=== Provided text ===
····················

SECOND DIVISION

G.R. No. 168444             December 13, 2006
[Formerly G.R. No. 150950]

PEOPLE OF THE PHILIPPINES, appellee,
vs.
ROMEO CANARE y MENDOZA, appellant.


D E C I S I O N


GARCIA, J.:

Under consideration is this appeal by Romeo Canare y Mendoza from the Decision1 dated February 28, 2005 of the Court of Appeals (CA) in CA-G.R. CR-H.C. No. 00572, dismissing his earlier appeal from and affirming the July 6, 2001 decision2 of the Regional Trial Court (RTC) of Pasay City, Branch 110, which found him guilty beyond reasonable doubt of the crime of Rape.

Conformably with the Court's decision in People v. Melchor Cabalquinto,3 the Court shall withhold the real name of the rape victim in this case and shall use fictitious initials instead to represent her. Likewise, the personal circumstances of the victim or any other information tending to establish or compromise her identity shall not be disclosed in this decision.

On October 28, 1998, in the RTC of Pasay City, an Information4 for Rape against the person of XXX was filed against the herein appellant, allegedly committed as follows:

That on or about the 4th of August 1998, in Pasay City, Metro Manila, Philippines and within the jurisdiction of this Honorable Court, the above named accused, Romeo Canare y Mendoza, by means of force and intimidation, employed upon the person of complainant XXX, did then and there willfully, unlawfully and feloniously have carnal knowledge with the said private complainant, against her will and consent.

Contrary to law.

Docketed as Criminal Case No. 98-1395, the Information was raffled to Branch 110 of the court.

When arraigned, appellant, as accused, duly assisted by a counsel de oficio, entered a plea of "Not Guilty."

····················

=== Exercise details ===
For each statement below, say yes or no to whether it agrees with the court decision above, and quote the words of the decision that settle it. 1. The trial court's decision finding the appellant guilty was dated July 6, 2001. 2. The Information for Rape was filed in the RTC of Pasay City on August 4, 1998. 3. At arraignment, the appellant pleaded guilty.

····················

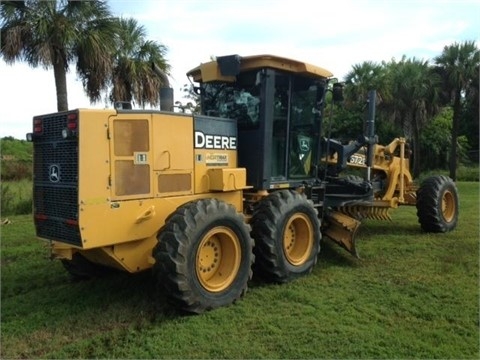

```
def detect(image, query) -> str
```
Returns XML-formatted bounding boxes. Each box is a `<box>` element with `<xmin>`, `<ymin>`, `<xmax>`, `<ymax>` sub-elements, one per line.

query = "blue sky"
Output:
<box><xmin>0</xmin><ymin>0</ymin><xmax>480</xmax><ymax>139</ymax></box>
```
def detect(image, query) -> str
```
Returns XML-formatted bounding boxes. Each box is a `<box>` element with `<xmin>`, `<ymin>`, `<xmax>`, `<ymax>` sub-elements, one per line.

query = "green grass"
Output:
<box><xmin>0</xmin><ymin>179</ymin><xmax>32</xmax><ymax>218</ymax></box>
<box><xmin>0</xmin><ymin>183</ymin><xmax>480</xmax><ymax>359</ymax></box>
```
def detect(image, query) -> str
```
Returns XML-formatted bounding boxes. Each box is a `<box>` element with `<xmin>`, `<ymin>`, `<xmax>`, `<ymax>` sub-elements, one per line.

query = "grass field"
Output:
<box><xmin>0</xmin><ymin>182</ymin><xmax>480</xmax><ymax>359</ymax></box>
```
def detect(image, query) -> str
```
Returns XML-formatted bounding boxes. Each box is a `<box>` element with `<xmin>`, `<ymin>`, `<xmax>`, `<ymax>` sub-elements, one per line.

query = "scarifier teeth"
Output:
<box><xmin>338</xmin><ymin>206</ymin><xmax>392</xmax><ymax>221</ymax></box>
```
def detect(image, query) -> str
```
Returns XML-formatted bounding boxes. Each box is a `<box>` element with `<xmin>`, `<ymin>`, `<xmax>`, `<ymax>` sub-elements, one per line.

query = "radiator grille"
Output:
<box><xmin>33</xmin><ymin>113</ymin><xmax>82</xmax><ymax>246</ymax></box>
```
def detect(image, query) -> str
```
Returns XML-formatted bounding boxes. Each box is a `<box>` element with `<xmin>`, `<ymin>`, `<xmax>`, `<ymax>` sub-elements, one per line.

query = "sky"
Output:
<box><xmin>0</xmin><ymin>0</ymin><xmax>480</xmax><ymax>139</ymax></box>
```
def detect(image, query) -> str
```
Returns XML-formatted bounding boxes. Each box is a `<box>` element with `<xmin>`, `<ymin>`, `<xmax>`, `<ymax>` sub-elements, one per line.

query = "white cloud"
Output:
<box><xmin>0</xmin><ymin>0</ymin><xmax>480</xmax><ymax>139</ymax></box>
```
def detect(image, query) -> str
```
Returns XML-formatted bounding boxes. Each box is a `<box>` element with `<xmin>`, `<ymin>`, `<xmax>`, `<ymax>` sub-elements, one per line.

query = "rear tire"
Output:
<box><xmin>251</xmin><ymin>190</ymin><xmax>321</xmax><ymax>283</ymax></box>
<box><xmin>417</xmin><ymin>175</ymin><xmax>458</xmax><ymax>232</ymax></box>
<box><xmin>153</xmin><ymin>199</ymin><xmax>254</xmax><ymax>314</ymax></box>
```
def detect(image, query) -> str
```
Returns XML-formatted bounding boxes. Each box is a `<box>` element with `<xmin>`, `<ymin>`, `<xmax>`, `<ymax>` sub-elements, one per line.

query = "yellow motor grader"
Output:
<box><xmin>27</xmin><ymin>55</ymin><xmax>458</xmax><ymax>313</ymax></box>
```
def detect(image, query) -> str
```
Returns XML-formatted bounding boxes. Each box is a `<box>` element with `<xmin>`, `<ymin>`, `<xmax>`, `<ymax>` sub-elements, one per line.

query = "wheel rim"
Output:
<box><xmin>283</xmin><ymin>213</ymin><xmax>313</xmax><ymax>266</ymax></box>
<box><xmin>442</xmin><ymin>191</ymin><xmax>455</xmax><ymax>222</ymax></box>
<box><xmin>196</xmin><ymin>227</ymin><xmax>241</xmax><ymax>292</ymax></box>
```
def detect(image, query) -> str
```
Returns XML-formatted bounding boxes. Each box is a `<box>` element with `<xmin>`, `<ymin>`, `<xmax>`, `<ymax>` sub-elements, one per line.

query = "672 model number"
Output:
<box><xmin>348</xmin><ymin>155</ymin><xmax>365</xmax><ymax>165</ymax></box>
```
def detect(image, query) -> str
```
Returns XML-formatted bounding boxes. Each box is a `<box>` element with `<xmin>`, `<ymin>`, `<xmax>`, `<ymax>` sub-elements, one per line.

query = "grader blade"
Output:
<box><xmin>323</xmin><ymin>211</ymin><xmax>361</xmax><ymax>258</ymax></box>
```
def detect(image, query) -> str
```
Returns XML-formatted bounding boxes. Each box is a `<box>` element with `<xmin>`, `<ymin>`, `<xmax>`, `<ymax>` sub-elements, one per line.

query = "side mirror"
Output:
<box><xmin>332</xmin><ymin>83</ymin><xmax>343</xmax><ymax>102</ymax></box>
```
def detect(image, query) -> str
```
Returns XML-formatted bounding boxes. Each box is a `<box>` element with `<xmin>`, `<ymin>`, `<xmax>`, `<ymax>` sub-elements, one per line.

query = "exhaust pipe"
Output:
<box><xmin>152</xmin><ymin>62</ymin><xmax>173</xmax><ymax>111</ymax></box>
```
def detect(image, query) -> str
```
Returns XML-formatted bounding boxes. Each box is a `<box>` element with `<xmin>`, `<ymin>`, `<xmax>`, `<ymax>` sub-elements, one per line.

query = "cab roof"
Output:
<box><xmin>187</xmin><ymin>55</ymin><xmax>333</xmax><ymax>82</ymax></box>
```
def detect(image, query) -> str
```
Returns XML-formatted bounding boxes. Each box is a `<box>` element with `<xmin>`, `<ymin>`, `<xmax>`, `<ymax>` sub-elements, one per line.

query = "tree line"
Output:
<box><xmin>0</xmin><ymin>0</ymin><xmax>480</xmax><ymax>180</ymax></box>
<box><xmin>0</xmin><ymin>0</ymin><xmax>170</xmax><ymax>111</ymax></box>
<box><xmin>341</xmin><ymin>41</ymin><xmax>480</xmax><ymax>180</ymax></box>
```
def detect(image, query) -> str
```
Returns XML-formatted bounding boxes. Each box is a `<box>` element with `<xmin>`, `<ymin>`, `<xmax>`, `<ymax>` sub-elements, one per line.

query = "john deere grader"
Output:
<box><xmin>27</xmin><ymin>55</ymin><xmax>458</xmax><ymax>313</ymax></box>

····················

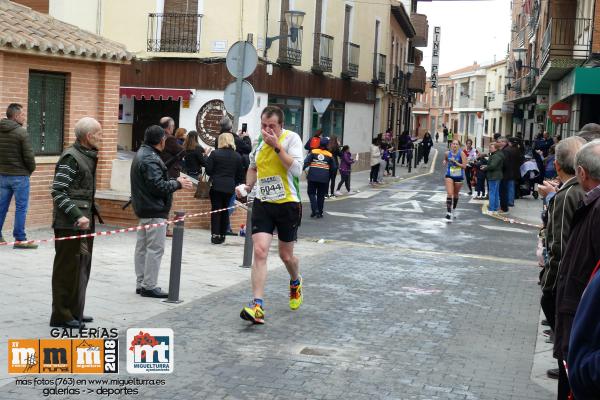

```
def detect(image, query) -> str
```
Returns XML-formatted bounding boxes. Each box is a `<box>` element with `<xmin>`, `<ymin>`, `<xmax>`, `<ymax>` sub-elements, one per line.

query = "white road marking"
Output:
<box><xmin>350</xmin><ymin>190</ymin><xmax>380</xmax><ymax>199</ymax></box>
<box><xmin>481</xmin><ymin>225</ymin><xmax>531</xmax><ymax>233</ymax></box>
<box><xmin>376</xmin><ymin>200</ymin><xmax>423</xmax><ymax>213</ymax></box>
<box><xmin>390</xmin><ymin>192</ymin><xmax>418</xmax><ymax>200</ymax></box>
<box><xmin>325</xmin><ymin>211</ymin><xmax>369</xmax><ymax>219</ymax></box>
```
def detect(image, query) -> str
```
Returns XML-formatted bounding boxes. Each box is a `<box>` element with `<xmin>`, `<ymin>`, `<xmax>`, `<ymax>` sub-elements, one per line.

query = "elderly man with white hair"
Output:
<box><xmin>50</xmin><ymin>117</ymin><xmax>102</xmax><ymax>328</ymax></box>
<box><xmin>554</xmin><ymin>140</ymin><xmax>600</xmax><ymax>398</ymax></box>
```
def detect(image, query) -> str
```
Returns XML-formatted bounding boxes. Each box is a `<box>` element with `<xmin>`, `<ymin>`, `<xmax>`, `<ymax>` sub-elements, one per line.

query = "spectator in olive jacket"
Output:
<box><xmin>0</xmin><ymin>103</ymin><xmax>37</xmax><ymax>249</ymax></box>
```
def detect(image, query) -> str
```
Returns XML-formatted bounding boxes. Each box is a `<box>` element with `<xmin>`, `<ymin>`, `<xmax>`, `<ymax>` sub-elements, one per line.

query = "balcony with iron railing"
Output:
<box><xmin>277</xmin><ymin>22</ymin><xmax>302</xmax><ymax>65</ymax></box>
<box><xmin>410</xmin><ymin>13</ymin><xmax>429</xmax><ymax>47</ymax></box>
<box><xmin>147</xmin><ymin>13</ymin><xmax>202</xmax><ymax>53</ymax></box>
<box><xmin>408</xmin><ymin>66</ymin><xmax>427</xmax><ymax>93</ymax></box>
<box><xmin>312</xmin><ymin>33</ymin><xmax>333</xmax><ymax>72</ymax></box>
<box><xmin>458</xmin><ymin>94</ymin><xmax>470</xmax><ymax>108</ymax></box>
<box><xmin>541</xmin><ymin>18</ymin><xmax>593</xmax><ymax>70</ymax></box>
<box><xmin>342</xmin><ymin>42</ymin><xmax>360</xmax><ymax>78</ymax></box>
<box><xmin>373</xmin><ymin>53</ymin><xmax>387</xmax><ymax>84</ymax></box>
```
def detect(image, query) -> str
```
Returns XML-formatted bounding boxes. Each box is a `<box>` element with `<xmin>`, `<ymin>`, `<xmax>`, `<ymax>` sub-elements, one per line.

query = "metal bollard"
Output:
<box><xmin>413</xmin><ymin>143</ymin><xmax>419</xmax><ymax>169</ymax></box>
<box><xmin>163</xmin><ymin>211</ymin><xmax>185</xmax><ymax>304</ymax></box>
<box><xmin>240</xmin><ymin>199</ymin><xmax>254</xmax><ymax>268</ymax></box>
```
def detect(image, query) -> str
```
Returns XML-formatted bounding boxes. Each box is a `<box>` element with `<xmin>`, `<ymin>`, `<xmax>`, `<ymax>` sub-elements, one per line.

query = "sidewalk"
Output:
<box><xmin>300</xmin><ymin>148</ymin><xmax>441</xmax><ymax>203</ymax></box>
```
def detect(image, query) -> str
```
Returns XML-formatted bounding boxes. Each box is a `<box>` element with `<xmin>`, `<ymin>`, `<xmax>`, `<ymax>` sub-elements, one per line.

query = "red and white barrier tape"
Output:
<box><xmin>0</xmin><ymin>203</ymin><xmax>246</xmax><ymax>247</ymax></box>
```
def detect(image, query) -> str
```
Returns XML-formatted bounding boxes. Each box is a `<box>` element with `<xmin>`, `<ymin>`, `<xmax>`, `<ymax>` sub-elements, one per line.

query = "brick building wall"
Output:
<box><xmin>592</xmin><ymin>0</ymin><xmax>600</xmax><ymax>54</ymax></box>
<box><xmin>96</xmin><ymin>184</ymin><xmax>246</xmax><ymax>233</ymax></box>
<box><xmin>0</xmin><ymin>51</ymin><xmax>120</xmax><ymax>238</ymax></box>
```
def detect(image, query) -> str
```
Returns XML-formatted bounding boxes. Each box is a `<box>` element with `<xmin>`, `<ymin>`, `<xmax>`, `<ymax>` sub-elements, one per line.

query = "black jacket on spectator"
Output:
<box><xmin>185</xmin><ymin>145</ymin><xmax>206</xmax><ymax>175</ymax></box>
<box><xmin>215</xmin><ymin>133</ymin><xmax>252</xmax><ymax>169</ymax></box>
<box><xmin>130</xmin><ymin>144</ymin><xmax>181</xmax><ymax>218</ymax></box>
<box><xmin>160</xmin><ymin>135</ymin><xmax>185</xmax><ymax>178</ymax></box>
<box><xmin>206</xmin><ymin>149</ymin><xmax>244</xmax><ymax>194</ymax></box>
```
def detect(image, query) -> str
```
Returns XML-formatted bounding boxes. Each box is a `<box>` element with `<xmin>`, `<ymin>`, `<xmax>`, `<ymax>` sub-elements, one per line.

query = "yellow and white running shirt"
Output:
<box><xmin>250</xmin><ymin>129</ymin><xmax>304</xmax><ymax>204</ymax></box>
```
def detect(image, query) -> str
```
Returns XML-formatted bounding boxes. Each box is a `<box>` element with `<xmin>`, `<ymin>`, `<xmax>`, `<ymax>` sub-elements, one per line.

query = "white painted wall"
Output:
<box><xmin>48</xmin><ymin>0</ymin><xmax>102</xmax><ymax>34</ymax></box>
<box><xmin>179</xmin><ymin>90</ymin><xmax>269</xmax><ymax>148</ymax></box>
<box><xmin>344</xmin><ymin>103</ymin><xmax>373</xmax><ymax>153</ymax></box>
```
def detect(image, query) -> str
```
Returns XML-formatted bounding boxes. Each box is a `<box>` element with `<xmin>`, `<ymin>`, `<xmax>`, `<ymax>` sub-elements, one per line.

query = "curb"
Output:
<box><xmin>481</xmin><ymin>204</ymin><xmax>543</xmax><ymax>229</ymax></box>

····················

=== Task response ===
1. Yes: "the July 6, 2001 decision"
2. No: "On October 28, 1998, in the RTC of Pasay City"
3. No: "entered a plea of "Not Guilty.""